* What the exercise asks
The full set of records must be set down verbatim.

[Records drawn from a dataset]

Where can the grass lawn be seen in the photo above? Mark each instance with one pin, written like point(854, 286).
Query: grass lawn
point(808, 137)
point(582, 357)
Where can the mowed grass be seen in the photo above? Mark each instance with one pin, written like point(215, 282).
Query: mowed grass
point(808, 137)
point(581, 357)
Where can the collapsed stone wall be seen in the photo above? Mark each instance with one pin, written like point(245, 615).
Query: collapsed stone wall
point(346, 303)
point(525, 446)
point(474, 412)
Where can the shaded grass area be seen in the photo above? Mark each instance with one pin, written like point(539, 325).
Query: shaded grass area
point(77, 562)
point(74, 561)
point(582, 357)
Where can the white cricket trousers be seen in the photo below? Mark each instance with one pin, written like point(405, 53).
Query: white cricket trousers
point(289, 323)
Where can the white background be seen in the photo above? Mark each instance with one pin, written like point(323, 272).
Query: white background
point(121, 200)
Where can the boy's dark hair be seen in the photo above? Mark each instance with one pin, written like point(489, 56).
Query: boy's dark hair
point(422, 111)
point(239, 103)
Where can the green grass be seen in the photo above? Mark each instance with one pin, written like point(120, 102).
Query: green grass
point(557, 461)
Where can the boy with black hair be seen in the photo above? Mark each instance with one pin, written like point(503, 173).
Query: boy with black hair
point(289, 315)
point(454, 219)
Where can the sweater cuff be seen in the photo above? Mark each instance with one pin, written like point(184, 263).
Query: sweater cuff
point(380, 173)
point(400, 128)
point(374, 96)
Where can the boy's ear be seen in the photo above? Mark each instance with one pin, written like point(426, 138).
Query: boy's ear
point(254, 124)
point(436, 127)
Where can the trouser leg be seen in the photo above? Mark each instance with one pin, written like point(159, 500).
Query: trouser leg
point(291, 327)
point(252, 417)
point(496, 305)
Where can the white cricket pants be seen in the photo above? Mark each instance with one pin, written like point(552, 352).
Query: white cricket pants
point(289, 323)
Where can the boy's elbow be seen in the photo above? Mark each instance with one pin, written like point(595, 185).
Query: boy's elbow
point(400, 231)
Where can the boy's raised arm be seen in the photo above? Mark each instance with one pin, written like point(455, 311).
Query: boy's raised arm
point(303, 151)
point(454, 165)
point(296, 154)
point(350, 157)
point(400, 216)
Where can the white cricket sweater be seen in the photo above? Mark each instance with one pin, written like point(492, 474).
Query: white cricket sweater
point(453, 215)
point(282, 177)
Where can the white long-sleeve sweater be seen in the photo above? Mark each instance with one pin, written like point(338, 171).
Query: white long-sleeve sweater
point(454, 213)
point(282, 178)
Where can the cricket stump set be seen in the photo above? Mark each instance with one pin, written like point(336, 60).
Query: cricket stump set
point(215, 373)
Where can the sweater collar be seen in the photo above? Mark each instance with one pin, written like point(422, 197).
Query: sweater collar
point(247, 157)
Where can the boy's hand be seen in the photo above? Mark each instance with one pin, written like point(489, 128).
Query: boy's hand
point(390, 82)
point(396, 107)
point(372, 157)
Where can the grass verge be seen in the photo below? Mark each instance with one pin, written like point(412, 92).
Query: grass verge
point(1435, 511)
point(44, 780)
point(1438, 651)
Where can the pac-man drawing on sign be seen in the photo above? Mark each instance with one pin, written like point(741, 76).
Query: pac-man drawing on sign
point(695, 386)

* Exercise answer
Where can the grass lawn be seen in the photo above? Mark each instance with one pin, written like point(854, 286).
Query: grass lawn
point(808, 137)
point(582, 357)
Where can the mowed grass be seen in the photo above? Mark each instance with one pin, written like point(215, 282).
Query: mowed grass
point(808, 137)
point(581, 357)
Where can the collapsed stone wall be seen in the photo above? Mark each instance with one pin, written like point(245, 615).
Query: collapsed stone wall
point(346, 303)
point(525, 446)
point(474, 412)
Where can the shaded grass area be seen in the photo above? Mark each instance with one pin, written like point(539, 325).
Query: shaded grass area
point(77, 562)
point(74, 561)
point(582, 357)
Where can the white cricket trousers be seen in the photo below? Mark each instance with one pin, written like point(405, 53).
Query: white cricket trousers
point(289, 323)
Where can the white background be seen in the photo above? Mark each instance with one pin, written like point(323, 272).
Query: white background
point(121, 200)
Where can the boy's dark hair be seen in the photo above? Mark each instance with one pin, written like point(489, 56).
Query: boy's dark hair
point(422, 111)
point(239, 103)
Where can the green grass be seen in the photo above? Mark each instance with one pin, written like point(120, 102).
Query: green grass
point(557, 461)
Where can the boy with black hair be seen in the photo above? Mark each instance with one pin, written like point(503, 173).
Query: boy with black hair
point(289, 315)
point(454, 219)
Where can the sweater cuff be seen in the photo above? Mark each instance with one pin, written like point(184, 263).
Query: sweater cuff
point(380, 173)
point(400, 128)
point(374, 96)
Where can the boy's ear be seen in the photo above? Mark each instance with one pin, written like point(426, 138).
Query: boy's ear
point(254, 124)
point(436, 127)
Where can the trouser leg be seen in the photo above? Mark each instance with one pin, written like point(159, 500).
Query: trouser leg
point(291, 327)
point(252, 417)
point(496, 305)
Where can the white cricket pants be seen in the photo above? Mark each instance with one pin, written like point(552, 352).
Query: white cricket pants
point(289, 323)
Where can the boy's elbow be seen in the photo above? Mark each instance with one pin, written like point(595, 185).
Query: boy's elbow
point(400, 231)
Where can the boy's raised arm be seen in the photo above? Mark each instance with one pin, written like point(455, 311).
Query: boy's raised arm
point(303, 151)
point(454, 165)
point(296, 154)
point(350, 157)
point(400, 216)
Where can the white cricket sweater be seen in the photo above? Mark each instance with one pin, written like point(492, 474).
Query: white cricket sweater
point(453, 215)
point(282, 177)
Where can the white long-sleeve sweater be seen in the photo above? Mark each instance with one pin, written like point(338, 171).
Query: white long-sleeve sweater
point(454, 213)
point(282, 178)
Where can the cricket stump set be seen in the photo above? Mark each instance with one pin, written like point(336, 60).
Query: cricket stump set
point(215, 373)
Where can the sweater collar be seen in the photo above? Mark each instance with one pin, written like point(422, 197).
Query: sweater collar
point(247, 157)
Where can the boy's hand be seen in the photo above? Mark each instance with one pin, written like point(489, 128).
Query: boy's hand
point(390, 82)
point(396, 107)
point(372, 157)
Where can the grass verge be seen in the photo below? Mark each instance with one pin, written like point(412, 92).
Query: grass verge
point(1435, 511)
point(44, 780)
point(1438, 651)
Where can the pac-man drawing on sign be seen in the photo above? Mark each instance with one pin, written like point(741, 76).
Query: pac-man drawing on sign
point(695, 386)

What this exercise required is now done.